→ **SUPPLIED MATERIAL**
<<<<

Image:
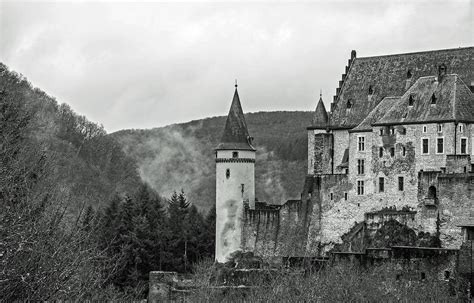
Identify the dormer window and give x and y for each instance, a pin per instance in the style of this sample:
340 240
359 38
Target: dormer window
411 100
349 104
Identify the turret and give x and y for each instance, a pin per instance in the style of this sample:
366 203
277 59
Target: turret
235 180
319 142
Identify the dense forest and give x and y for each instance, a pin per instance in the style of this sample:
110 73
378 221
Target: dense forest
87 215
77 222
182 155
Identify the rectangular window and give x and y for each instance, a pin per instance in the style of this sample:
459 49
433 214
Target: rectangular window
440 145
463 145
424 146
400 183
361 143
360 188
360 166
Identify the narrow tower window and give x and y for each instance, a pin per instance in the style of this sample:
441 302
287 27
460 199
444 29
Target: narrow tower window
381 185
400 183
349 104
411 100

>>>>
<<<<

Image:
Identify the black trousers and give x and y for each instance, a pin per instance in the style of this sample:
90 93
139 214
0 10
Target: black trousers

>>>>

→ **DIRECTIONS**
Would you copy out each line of the records above where the word "black" occurs?

→ **COMPLETED TASK**
Identify the black trousers and give x and y for each instance, a pin per instance in the style of this sample:
Target: black trousers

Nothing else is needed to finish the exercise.